» DIRECTIVE:
Copy every one of the entries below word for word, without leaving anything out.

begin

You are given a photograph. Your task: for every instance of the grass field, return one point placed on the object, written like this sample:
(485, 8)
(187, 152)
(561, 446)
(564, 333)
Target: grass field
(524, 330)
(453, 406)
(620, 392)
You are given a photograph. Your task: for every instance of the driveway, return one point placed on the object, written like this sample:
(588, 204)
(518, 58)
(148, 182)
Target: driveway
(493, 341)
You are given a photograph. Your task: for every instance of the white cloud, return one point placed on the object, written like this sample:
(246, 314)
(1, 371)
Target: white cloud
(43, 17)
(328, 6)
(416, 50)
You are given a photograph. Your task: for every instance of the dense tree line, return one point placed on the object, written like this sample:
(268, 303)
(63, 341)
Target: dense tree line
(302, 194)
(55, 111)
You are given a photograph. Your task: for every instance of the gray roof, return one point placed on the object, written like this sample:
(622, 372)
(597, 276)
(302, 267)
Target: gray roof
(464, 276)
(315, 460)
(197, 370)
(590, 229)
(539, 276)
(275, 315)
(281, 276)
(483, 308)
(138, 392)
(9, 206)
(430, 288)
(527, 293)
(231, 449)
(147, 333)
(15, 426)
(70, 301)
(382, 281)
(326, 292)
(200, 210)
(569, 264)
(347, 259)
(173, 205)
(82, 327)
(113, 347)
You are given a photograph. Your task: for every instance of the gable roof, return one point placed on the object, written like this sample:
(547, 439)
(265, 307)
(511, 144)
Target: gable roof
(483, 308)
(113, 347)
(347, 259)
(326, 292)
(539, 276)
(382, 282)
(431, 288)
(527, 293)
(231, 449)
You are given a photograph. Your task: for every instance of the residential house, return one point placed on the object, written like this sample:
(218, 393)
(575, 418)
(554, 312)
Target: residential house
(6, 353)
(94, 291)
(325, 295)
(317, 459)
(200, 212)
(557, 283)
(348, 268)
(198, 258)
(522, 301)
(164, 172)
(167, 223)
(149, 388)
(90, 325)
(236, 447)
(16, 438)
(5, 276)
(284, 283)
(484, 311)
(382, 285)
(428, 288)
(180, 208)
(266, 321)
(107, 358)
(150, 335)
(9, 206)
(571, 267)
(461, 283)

end

» FULL ANSWER:
You are given a photograph. Your task: for every instance of the grass field, return one point placed on the object, written like this sample:
(485, 8)
(187, 152)
(561, 446)
(564, 333)
Target: grass field
(524, 330)
(453, 406)
(620, 392)
You are given a photograph. Your task: for every instance of the driveway, return one point placed on the object, written like this sample:
(588, 204)
(518, 58)
(148, 182)
Target: driveway
(493, 341)
You are given a photograph. Your task: for every instance of the white cloud, return one point placed on the object, written like this sample:
(246, 314)
(1, 371)
Target: white cloud
(43, 17)
(328, 6)
(416, 50)
You are given a photograph. Your task: for every instance of the dense tree line, return one point placed on the object, written like this sample:
(268, 303)
(63, 341)
Target: dense tree line
(302, 194)
(55, 111)
You are given a photograph. Your task: for every instance of the gray roof, return one point placed on the object, written like this sample:
(622, 372)
(597, 276)
(302, 267)
Target: gray roof
(464, 276)
(315, 460)
(197, 370)
(590, 229)
(539, 276)
(275, 315)
(281, 276)
(483, 308)
(138, 392)
(9, 206)
(430, 288)
(527, 293)
(231, 449)
(147, 333)
(15, 426)
(70, 301)
(382, 281)
(326, 292)
(200, 210)
(569, 264)
(347, 259)
(173, 205)
(82, 327)
(113, 347)
You are given a photograph. Your task: for every instance of the gable roof, return one point placed on the object, written like this sample:
(547, 439)
(265, 307)
(511, 144)
Target: gable roof
(483, 308)
(113, 347)
(347, 259)
(326, 292)
(539, 276)
(382, 282)
(431, 288)
(527, 293)
(231, 449)
You are given a photograph. Your task: for every instance of the residential house, return one point placed on the object, written like this sample:
(218, 393)
(575, 418)
(554, 312)
Target: residential house
(6, 353)
(94, 291)
(325, 295)
(317, 459)
(200, 212)
(557, 283)
(348, 268)
(198, 258)
(522, 301)
(164, 172)
(167, 223)
(149, 388)
(90, 325)
(236, 447)
(16, 438)
(5, 276)
(284, 283)
(484, 311)
(382, 285)
(428, 288)
(180, 208)
(266, 321)
(107, 358)
(150, 335)
(9, 206)
(571, 267)
(461, 283)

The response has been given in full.